### Task directions
Beginning at the line containing "Target: debris pile" and continuing to the end of the records below, give each line again exactly as it stands, and only those lines.

BEGIN Extracted entries

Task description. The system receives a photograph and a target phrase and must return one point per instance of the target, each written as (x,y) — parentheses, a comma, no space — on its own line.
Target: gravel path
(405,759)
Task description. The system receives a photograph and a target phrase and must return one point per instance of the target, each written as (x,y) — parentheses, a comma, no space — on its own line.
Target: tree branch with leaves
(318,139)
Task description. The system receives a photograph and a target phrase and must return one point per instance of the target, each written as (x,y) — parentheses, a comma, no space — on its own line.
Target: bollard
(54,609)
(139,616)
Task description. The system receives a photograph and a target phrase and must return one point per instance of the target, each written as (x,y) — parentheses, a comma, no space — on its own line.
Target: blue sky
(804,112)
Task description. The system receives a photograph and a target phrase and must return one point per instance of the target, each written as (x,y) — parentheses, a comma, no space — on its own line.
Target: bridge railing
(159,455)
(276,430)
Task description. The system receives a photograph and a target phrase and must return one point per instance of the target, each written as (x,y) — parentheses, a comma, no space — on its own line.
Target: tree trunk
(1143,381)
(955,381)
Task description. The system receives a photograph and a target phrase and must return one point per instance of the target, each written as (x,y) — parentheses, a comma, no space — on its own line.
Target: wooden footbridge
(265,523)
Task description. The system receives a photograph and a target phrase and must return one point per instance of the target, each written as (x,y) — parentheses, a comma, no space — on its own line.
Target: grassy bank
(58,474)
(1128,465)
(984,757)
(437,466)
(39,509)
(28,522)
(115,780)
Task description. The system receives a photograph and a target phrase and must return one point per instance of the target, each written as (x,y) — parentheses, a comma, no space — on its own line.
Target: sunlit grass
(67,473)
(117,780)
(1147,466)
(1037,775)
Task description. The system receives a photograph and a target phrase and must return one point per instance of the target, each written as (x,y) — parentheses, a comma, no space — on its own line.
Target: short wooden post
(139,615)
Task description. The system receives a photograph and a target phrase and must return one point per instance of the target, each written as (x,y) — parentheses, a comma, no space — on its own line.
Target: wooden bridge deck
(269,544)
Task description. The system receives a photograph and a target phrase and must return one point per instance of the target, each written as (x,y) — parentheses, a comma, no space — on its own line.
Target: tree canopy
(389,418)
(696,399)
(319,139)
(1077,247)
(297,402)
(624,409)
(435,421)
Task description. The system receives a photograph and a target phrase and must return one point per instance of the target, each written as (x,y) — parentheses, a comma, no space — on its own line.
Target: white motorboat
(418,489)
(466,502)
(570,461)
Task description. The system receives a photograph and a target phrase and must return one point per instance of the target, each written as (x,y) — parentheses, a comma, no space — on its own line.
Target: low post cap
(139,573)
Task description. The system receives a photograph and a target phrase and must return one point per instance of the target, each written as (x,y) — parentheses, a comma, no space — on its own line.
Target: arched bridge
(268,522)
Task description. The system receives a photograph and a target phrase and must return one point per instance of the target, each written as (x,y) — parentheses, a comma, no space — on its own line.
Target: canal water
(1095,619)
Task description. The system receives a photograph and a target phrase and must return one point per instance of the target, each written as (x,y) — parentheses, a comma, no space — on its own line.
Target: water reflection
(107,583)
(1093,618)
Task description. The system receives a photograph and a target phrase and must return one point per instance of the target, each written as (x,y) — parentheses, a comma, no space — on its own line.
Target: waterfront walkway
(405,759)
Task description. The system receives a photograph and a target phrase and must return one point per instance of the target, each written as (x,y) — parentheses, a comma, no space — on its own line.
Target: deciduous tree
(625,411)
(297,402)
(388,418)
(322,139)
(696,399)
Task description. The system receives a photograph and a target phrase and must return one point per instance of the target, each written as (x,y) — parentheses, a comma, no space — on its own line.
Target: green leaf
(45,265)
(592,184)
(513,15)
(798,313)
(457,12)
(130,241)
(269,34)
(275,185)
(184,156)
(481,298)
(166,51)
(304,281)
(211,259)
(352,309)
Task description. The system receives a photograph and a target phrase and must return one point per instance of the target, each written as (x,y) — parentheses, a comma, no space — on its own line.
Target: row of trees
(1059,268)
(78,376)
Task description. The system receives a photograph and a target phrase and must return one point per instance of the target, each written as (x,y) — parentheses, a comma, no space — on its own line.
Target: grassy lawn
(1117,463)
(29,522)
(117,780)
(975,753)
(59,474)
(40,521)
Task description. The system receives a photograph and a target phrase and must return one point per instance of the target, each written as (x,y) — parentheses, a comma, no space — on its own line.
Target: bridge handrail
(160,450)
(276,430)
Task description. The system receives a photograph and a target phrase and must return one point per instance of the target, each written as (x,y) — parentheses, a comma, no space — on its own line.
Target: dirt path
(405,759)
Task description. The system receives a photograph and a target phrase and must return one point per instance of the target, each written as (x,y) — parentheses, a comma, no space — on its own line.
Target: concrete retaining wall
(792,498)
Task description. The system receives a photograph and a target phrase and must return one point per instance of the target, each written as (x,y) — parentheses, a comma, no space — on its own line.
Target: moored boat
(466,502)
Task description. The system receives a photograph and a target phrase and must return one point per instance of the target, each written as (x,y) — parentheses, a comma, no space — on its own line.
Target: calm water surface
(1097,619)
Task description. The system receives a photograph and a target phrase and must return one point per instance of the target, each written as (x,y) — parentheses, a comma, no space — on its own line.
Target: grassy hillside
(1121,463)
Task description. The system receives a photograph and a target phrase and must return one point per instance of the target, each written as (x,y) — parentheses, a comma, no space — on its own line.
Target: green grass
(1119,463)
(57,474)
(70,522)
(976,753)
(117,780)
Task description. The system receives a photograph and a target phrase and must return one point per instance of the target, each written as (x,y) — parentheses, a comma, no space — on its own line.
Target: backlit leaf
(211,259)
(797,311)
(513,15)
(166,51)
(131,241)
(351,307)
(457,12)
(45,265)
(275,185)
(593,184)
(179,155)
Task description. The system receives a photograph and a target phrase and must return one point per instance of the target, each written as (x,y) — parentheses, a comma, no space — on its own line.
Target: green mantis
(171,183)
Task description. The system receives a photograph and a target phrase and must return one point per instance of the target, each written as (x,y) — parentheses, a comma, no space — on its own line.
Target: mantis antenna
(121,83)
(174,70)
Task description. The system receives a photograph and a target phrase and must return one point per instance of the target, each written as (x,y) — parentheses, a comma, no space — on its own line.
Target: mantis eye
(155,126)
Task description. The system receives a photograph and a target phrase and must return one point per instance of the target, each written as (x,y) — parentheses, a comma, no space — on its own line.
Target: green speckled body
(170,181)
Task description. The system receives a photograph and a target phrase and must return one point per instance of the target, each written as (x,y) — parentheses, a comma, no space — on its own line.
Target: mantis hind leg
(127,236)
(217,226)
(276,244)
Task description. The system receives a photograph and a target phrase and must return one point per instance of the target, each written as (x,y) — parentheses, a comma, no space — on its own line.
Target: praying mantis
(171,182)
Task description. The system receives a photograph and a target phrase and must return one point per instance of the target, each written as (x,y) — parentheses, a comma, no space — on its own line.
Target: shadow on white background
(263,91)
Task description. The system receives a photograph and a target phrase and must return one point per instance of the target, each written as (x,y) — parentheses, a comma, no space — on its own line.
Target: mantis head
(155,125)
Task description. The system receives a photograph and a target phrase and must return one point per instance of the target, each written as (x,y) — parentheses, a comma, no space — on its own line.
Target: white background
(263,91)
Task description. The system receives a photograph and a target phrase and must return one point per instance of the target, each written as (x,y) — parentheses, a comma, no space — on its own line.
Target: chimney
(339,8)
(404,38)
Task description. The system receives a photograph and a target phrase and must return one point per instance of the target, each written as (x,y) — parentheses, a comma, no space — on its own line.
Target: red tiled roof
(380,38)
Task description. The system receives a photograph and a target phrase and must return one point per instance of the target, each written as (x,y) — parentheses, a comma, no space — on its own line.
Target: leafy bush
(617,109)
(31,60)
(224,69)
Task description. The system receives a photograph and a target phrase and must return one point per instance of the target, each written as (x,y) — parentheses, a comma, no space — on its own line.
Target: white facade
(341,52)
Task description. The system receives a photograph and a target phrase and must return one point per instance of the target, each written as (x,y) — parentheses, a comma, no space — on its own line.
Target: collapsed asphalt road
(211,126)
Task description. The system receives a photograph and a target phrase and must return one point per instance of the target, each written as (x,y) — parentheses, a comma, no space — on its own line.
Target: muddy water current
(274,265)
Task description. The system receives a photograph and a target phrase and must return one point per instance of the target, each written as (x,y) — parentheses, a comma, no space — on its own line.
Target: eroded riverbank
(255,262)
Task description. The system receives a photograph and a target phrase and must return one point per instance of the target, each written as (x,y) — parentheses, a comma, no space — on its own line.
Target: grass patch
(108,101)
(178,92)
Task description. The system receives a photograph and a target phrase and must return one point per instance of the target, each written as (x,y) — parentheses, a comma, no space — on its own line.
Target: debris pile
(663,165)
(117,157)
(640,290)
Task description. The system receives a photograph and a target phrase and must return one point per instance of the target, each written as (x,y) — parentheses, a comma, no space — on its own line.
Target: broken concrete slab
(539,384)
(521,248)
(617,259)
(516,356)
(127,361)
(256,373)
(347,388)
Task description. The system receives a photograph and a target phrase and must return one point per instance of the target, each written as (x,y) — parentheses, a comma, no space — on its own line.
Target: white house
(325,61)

END Extracted entries

### Answer to the problem
Target: debris pile
(663,165)
(117,157)
(640,290)
Task description. The system receives a photograph and a target phrase and must return one point per instance of the target, each written as (x,y) — parentheses, a comma, no space — on its own line.
Target: broken concrete slab
(539,384)
(521,248)
(617,259)
(516,356)
(127,361)
(256,373)
(347,388)
Task description. The system receives a photograph and a target phrase and must return one point per instance of the target, each written as (x,y) — parentheses, a comma, no space — on its own line.
Target: white house
(325,61)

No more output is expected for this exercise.